** START OF Page extract **

2.5 Simulating (with Isim)

After you have entered the code for the input stimulus in order to perform simulation, follow these steps:

1. In the Sources window right-click, then select Design Properties

2. Verify that ISim (VHDL/Verilog) option is selected in the Simulator field, and VHDL is selected in the Preferred Language field (see Illustration 2.7).

Illustration 2.7: Design Properties – ISim

3. Click Ok

4. If necessary, select Behavioral Simulation from the “Sources for” drop-down list

5. Select testbench_name (frequency_trigger_tb.vhd) in the Sources window

6. In the Processes window, expand ISim Simulator and double-click on the Behavioral Check Syntax (only available for ISE Simulation), Illustration 2.8.

Illustration 2.8: Behavioral Check Syntax

7. Correct any errors before proceeding

8. In the Processes window, double-click on the Simulate Behavioral Model (see Illustration 2.8)

9. Assuming no errors, your simulation result should look similar to the Illustration 2.9.

** END OF Page extract **

(Task prompt): In the steps for simulating with ISim, which language should be selected in the Preferred Language field?

** START OF Data **

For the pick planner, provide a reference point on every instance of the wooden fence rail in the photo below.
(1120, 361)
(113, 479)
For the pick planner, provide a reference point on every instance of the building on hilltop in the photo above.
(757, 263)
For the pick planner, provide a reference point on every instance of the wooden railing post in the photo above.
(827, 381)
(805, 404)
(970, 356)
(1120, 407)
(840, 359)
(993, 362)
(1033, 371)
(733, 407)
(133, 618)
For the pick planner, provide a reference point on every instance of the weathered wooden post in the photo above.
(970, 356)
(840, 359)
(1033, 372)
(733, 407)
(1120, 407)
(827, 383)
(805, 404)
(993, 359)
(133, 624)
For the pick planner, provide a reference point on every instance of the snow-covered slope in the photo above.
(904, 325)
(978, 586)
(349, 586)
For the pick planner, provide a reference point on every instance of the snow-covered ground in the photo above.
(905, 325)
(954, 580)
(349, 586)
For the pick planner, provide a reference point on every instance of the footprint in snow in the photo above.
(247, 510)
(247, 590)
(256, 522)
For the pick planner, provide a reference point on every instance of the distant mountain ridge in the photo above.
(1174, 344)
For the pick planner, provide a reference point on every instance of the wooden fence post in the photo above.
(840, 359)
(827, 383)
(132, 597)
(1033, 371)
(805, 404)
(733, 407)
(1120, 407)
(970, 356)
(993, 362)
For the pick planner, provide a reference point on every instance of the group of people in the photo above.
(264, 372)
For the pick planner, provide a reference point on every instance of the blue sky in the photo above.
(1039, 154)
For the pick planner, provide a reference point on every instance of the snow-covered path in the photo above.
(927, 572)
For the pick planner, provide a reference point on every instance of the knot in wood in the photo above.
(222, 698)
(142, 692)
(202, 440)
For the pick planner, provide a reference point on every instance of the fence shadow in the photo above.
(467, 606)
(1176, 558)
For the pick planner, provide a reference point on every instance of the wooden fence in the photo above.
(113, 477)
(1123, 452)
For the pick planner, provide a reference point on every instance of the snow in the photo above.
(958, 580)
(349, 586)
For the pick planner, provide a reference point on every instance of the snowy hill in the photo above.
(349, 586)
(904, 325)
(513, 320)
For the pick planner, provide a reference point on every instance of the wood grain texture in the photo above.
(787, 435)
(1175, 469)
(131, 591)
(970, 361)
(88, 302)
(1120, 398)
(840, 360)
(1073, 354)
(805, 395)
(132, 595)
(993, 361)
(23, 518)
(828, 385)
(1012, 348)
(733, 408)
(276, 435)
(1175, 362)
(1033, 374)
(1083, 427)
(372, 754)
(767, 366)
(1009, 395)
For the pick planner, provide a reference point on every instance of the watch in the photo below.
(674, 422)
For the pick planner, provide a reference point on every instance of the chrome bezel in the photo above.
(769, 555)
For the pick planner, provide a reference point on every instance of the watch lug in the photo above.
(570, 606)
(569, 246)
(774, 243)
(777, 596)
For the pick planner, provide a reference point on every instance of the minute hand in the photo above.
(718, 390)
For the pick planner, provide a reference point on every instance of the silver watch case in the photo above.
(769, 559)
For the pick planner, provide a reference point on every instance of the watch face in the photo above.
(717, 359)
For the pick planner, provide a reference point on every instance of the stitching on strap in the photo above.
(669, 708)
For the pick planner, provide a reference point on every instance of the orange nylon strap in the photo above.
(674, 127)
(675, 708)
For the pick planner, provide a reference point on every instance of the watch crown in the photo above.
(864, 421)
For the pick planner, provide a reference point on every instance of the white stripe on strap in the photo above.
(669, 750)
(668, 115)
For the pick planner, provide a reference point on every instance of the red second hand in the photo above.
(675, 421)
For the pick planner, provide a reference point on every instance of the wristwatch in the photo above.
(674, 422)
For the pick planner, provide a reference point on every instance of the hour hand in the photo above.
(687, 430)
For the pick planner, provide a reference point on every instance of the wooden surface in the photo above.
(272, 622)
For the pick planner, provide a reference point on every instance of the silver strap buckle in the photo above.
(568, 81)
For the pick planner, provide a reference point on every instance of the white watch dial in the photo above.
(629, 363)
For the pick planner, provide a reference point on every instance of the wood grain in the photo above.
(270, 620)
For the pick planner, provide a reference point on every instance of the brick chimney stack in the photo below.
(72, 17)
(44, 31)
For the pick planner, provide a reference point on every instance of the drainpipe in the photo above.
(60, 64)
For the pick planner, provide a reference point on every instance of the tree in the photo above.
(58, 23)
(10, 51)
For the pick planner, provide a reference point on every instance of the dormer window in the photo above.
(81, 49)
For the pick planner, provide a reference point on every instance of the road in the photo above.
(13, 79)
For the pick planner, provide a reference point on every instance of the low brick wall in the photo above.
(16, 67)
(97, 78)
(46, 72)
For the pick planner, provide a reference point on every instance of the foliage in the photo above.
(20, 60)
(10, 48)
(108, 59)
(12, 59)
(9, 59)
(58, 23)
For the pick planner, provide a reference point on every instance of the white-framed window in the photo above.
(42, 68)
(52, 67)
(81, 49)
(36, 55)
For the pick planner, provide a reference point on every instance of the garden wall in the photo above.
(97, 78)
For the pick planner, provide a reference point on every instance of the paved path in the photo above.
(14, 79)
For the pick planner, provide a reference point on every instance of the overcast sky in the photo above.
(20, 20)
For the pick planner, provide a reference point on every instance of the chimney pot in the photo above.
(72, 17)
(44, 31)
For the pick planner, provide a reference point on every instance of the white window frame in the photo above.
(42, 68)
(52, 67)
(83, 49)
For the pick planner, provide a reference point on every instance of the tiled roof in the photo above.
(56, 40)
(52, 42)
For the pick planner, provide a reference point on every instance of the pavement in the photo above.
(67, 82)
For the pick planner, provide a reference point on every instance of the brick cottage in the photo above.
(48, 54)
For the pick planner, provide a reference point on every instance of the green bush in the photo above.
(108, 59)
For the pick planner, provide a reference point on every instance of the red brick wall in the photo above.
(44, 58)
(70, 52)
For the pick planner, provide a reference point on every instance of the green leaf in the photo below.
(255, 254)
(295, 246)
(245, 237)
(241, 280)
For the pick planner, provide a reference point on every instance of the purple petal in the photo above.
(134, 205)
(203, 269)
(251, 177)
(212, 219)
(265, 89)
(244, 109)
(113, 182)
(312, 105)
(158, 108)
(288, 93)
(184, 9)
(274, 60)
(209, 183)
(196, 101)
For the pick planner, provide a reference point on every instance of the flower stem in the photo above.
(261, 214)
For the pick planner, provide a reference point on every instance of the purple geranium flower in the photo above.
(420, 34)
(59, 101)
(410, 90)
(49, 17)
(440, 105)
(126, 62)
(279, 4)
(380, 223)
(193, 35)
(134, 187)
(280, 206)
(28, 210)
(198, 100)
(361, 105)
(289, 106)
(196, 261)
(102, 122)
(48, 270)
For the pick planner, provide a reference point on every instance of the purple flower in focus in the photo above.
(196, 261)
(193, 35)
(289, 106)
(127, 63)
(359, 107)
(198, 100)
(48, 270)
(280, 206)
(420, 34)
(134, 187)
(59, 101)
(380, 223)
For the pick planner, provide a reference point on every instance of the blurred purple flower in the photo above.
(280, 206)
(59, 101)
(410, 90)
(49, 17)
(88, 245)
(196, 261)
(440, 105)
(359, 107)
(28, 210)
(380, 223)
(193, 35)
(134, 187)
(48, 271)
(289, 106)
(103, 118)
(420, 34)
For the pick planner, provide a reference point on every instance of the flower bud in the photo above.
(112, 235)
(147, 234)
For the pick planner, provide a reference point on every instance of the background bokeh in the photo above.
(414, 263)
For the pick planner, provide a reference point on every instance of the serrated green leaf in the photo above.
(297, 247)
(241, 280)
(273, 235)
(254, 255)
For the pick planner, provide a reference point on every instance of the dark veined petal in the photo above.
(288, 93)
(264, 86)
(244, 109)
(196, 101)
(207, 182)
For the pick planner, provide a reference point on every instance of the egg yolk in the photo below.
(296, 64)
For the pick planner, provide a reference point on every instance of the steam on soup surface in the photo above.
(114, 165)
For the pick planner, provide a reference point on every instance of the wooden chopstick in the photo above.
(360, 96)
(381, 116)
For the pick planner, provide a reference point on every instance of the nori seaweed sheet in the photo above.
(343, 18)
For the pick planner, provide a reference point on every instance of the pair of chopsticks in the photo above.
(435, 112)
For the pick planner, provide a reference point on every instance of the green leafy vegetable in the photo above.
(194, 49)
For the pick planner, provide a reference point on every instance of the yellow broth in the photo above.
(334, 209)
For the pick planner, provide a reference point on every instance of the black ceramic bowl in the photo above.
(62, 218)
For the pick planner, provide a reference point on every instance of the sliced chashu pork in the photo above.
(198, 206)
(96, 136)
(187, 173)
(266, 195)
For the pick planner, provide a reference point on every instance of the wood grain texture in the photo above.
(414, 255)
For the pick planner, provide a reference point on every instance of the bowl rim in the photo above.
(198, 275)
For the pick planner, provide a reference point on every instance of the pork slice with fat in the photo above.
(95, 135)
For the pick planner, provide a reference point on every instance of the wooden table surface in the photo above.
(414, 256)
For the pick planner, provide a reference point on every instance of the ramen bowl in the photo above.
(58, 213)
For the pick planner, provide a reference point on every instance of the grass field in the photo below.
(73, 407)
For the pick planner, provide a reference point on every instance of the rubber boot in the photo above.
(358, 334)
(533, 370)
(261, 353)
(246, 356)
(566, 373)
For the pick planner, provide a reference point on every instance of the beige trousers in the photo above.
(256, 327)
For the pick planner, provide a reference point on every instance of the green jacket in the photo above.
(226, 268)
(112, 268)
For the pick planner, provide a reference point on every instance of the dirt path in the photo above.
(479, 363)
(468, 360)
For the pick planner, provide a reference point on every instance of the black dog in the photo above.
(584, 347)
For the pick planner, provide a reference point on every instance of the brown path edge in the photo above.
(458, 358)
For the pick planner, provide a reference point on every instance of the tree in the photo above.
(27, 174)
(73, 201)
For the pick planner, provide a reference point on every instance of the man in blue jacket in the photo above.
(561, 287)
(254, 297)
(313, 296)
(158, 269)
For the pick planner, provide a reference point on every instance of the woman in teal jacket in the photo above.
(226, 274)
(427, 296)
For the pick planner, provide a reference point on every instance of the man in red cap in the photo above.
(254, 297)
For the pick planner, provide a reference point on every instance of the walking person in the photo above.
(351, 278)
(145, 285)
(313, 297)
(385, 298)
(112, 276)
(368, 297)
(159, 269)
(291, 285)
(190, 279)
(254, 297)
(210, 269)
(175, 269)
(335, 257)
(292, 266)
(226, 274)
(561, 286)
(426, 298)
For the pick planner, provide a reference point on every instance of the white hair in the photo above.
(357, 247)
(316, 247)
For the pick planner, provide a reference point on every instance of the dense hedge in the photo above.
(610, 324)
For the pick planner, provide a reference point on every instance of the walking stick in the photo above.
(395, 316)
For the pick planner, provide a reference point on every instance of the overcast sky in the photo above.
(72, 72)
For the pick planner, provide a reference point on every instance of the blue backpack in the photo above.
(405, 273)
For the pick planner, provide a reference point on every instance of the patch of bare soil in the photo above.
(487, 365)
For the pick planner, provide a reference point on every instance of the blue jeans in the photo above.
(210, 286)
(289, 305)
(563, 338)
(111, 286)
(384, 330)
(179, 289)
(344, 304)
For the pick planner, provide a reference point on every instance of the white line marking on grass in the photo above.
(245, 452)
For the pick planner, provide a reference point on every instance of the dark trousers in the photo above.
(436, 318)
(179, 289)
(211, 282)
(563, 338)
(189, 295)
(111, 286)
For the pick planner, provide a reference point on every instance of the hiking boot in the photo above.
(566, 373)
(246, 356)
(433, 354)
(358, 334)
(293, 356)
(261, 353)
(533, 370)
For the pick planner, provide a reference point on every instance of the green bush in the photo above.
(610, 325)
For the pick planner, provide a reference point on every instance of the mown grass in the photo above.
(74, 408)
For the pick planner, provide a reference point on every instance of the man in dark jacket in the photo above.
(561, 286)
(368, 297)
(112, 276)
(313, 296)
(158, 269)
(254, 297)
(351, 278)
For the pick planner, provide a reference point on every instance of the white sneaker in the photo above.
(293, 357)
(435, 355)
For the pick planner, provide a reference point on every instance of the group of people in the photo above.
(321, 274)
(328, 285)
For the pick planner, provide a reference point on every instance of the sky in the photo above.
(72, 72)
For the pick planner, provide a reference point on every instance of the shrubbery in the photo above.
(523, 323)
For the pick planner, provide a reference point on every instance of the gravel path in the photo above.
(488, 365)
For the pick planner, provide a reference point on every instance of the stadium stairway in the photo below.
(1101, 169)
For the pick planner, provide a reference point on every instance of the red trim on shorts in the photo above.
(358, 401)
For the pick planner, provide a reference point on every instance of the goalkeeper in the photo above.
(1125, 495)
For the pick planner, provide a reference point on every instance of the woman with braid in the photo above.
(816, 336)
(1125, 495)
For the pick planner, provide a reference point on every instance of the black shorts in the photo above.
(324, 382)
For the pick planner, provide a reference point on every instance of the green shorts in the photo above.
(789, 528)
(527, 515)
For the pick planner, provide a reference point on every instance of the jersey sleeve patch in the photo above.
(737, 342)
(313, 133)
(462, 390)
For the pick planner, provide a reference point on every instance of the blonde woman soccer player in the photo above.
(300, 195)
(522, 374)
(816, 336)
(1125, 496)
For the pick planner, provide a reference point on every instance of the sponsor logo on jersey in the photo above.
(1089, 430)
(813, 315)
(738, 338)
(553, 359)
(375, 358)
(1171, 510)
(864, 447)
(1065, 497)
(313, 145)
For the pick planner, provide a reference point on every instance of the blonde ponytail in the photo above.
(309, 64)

** END OF Data **

(Exercise response): VHDL